-- begin GIVEN PASSAGE --
PSP texture swizzling
Internally, the GE processes textures as 16 bytes by 8 rows blocks (independent of actual pixel format, so a 32×32 32-bit texture is a 128×32 texture from "swizzled" point of view). When a texture is not swizzled, the GE will have to do scattered reads as it moves the block into its texture-cache, which has a performance impact.
To improve read performance, texture pixels can be reordered, or "swizzled," into these blocks so the GE can fetch one entire block by reading sequentially.
Example code to re-order a texture into swizzled format:
void swizzle(u8* out, const u8* in, unsigned int width, unsigned int height) {
unsigned int i,j;
unsigned int rowblocks = (width / 16);
for (j = 0; j < height; ++j) {
for (i = 0; i < width; ++i) {
unsigned int blockx = i / 16;
unsigned int blocky = j / 8;
unsigned int x = (i - blockx*16);
unsigned int y = (j - blocky*8);
unsigned int block_index = blockx + ((blocky) * rowblocks);
unsigned int block_address = block_index * 16 * 8;
out[block_address + x + y * 16] = in[i+j*width];
}
}
}
Or, as an alternative, here’s an optimized version that doesn’t do any heavy math in the inner loop:
void swizzle_fast(u8* out, const u8* in, unsigned int width, unsigned int height) {
unsigned int blockx, blocky;
unsigned int i,j;
unsigned int width_blocks = (width / 16);
unsigned int height_blocks = (height / 8);
unsigned int src_pitch = (width-16)/4;
unsigned int src_row = width * 8;
const u8* ysrc = in;
u32* dst = (u32*)out;
for (blocky = 0; blocky < height_blocks; ++blocky) {
const u8* xsrc = ysrc;
for (blockx = 0; blockx < width_blocks; ++blockx) {
const u32* src = (u32*)xsrc;
for (j = 0; j < 8; ++j) {
*(dst++) = *(src++);
*(dst++) = *(src++);
*(dst++) = *(src++);
*(dst++) = *(src++);
src += src_pitch;
}
xsrc += 16;
}
ysrc += src_row;
}
}
To use a swizzled texture pass GU_TRUE into the swizzled argument of sceGuTexMode
:
sceGuTexMode(GU_PSM_8888,0,0,GU_TRUE);
sceGuTexImage(0,widge,height,width,p_swizzled_data);
Unswizzling is similar:
unsigned swizzle(unsigned offset, unsigned log2_w) {
if (log2_w <= 4)
return offset;
unsigned w_mask = (1 << log2_w) - 1;
unsigned mx = offset & 0xf;
unsigned by = offset & (~7 << log2_w);
unsigned bx = offset & w_mask & ~0xf;
unsigned my = offset & (7 << log2_w);
return by | (bx << 3) | (my >> (log2_w - 4)) | mx;
}
unsigned unswizzle(unsigned offset, unsigned log2_w) {
if (log2_w <= 4)
return offset;
unsigned w_mask = (1 << log2_w) - 1;
unsigned mx = offset & 0xf;
unsigned by = offset & (~7 << log2_w);
unsigned bx = offset & ((w_mask & 0xf) << 7);
unsigned my = offset & 0x70;
return by | (bx >> 3) | (my << (log2_w - 4)) | mx;
}
-- end GIVEN PASSAGE --
-- begin RECORD EXTRACTS --
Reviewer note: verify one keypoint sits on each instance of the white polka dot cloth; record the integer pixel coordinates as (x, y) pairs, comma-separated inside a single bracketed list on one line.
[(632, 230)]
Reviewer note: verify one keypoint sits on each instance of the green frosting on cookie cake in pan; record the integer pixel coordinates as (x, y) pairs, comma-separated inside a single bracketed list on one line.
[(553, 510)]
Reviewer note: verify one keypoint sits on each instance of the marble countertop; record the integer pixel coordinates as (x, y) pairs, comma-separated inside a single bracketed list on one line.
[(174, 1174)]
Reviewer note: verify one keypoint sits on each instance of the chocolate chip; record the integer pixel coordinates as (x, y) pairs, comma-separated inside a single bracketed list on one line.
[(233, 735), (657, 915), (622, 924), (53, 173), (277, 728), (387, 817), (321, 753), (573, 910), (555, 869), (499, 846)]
-- end RECORD EXTRACTS --
-- begin RECORD EXTRACTS --
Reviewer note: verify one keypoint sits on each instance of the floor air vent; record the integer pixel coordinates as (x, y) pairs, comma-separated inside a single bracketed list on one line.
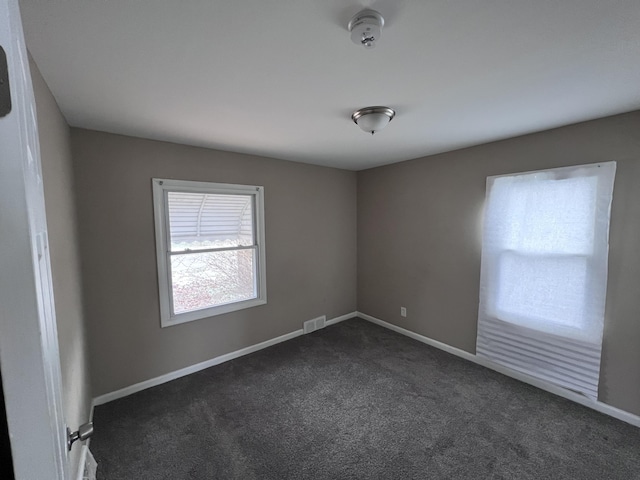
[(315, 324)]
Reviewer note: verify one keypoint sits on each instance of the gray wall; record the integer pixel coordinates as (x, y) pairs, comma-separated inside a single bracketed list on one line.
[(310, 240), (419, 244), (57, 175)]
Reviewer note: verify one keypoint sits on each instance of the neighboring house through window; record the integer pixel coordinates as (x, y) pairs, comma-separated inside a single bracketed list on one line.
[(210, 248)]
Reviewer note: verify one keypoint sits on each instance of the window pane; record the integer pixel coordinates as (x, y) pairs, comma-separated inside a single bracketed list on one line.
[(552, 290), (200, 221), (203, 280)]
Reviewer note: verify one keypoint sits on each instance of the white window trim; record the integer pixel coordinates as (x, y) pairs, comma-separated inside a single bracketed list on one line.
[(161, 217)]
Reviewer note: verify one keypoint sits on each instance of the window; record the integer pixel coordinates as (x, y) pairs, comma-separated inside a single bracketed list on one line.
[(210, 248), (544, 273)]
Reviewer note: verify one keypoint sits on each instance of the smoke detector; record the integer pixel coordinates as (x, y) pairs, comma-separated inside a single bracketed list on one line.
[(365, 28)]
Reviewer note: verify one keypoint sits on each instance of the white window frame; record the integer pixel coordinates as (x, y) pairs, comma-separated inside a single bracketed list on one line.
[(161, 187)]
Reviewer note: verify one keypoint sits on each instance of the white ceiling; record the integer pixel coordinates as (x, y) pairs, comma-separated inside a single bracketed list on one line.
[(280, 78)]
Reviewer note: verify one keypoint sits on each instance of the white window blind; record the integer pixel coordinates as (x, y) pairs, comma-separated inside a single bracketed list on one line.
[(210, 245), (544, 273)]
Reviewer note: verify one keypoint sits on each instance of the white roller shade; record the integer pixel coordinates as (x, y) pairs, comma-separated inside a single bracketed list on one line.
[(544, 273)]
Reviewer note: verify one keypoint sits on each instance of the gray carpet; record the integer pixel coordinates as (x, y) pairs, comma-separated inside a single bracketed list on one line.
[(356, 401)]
-- end RECORD EXTRACTS --
REQUIRED WORK:
• 1. According to the PSP texture swizzling text, what size of block does the GE process textures as?
• 2. In the PSP texture swizzling text, rewrite the stretch that begins at the words "PSP texture swizzling" and ends after "by reading sequentially.", changing each "GE" to "graphics engine".
• 3. Does the PSP texture swizzling text support each statement? (a) Swizzling lets the GE fetch a whole block by reading sequentially. (b) The alternative swizzle function does heavy math in its inner loop. (c) To use a swizzled texture, GU_FALSE is passed into the swizzled argument of sceGuTexMode.
The records have no connection to the PSP texture swizzling text.

COMPLETED EXERCISE:
• 1. Blocks of 16 bytes by 8 rows.

• 2.
PSP texture swizzling
Internally, the graphics engine processes textures as 16 bytes by 8 rows blocks (independent of actual pixel format, so a 32×32 32-bit texture is a 128×32 texture from "swizzled" point of view). When a texture is not swizzled, the graphics engine will have to do scattered reads as it moves the block into its texture-cache, which has a performance impact.
To improve read performance, texture pixels can be reordered, or "swizzled," into these blocks so the graphics engine can fetch one entire block by reading sequentially.

• 3.
(a) Yes: "so the GE can fetch one entire block by reading sequentially"
(b) No: "an optimized version that doesn’t do any heavy math in the inner loop"
(c) No: "pass GU_TRUE into the swizzled argument of sceGuTexMode"